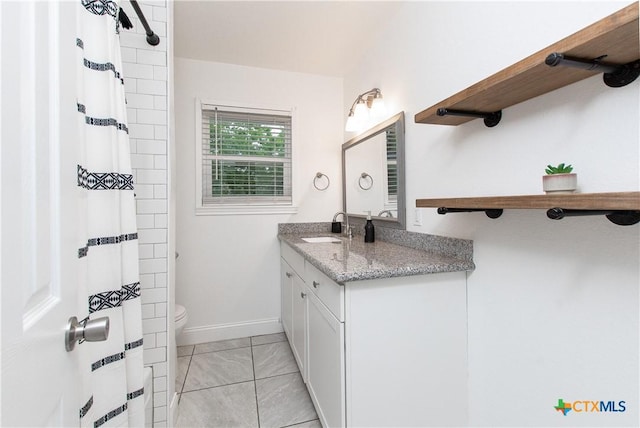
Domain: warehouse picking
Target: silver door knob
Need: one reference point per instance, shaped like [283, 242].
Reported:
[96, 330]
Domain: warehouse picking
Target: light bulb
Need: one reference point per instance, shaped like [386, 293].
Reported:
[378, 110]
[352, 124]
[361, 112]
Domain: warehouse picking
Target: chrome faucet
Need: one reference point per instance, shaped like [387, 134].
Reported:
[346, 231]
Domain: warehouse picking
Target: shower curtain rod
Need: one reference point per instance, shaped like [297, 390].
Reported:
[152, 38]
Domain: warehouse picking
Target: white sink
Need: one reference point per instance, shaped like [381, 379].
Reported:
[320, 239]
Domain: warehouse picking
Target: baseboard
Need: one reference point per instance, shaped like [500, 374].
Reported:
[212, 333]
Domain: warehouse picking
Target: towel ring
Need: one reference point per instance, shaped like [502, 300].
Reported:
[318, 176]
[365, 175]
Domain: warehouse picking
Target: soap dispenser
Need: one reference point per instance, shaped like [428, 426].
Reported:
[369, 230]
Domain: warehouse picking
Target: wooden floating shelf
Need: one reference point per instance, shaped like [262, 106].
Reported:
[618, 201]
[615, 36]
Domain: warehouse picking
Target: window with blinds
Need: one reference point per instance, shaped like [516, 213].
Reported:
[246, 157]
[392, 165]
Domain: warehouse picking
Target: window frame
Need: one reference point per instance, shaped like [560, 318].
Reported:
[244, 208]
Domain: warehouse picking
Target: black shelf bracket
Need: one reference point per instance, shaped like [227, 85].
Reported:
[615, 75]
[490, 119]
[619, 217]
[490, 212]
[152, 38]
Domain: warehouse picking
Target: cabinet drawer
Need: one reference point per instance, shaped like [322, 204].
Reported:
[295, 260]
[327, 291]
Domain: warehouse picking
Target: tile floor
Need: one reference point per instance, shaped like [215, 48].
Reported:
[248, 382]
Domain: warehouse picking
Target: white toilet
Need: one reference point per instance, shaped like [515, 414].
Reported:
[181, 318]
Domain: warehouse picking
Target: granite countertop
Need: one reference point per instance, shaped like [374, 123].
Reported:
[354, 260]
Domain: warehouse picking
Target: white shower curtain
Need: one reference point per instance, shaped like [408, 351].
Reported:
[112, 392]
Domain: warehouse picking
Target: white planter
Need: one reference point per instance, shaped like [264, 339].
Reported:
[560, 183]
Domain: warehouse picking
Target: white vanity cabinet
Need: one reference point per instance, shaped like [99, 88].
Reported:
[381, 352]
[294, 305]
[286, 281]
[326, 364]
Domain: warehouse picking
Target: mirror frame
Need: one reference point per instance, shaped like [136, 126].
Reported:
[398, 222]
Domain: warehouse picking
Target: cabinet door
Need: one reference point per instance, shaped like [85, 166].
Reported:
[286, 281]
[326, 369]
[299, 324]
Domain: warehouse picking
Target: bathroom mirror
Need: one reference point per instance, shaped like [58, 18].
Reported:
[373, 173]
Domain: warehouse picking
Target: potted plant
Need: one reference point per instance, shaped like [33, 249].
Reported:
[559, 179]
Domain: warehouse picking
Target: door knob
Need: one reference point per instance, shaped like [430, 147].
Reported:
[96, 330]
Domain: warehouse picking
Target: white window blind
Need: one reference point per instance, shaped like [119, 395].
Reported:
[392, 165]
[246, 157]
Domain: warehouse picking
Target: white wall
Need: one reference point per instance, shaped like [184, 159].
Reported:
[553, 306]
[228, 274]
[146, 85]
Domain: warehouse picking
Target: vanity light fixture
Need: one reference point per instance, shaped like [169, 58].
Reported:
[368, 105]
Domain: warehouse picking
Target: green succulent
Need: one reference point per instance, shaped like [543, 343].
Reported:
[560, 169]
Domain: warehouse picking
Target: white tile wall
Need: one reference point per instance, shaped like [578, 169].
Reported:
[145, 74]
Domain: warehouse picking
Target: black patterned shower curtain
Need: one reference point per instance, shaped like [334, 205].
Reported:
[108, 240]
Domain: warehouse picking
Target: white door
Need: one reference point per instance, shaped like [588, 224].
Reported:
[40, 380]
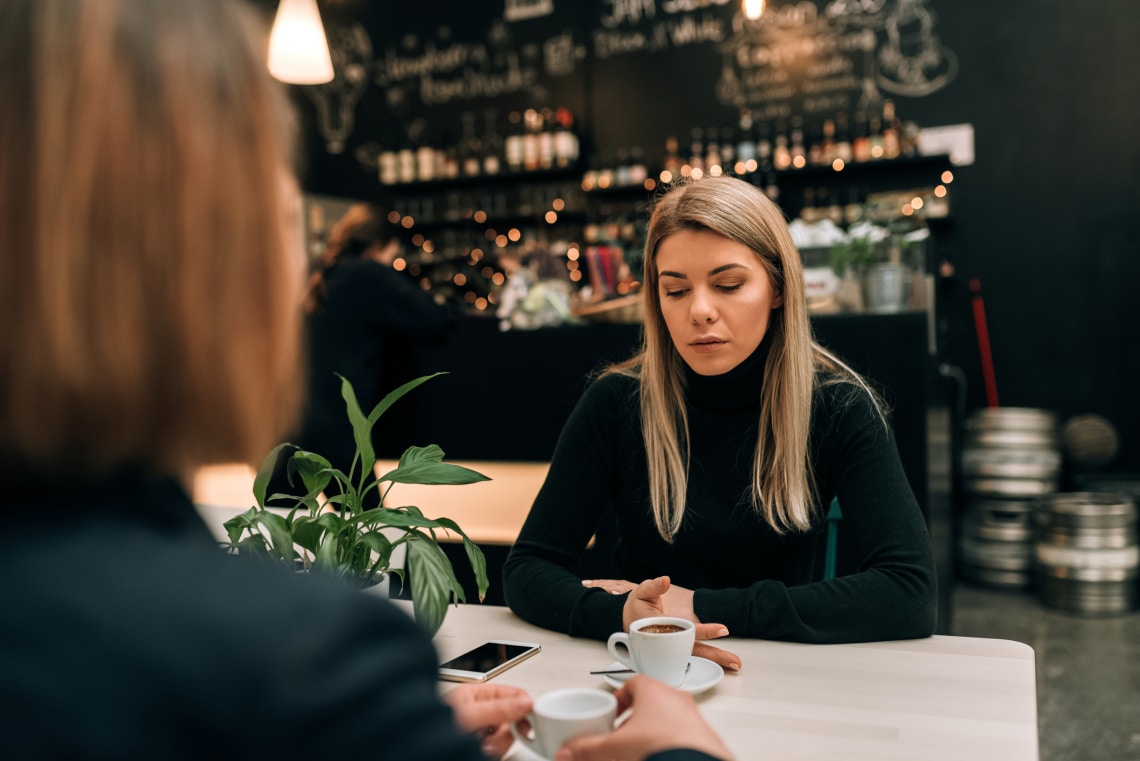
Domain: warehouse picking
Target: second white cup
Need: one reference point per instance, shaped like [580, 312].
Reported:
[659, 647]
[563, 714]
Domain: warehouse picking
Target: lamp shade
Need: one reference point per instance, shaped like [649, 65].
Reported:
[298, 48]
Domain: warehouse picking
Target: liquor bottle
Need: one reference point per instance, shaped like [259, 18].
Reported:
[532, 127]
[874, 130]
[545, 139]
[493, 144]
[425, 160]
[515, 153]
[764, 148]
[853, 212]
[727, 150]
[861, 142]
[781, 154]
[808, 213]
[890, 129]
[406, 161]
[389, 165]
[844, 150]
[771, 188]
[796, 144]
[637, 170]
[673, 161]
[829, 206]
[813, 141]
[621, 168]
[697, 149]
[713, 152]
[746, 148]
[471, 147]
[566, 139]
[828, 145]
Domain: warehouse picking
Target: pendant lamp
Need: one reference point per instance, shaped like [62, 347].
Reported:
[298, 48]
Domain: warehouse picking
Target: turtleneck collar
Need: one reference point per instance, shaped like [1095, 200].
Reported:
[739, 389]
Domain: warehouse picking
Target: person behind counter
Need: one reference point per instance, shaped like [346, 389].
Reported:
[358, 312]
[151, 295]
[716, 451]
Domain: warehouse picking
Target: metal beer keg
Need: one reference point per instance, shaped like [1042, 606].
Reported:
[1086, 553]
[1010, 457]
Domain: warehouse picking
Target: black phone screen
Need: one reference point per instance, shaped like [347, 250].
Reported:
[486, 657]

▶ _PROBLEM TO SOLVE_: Pull out every line of the records that contains the string "tile", and copy each one in full.

▶ _RESPONSE TO THE TASK_:
Target: tile floor
Target: white tile wall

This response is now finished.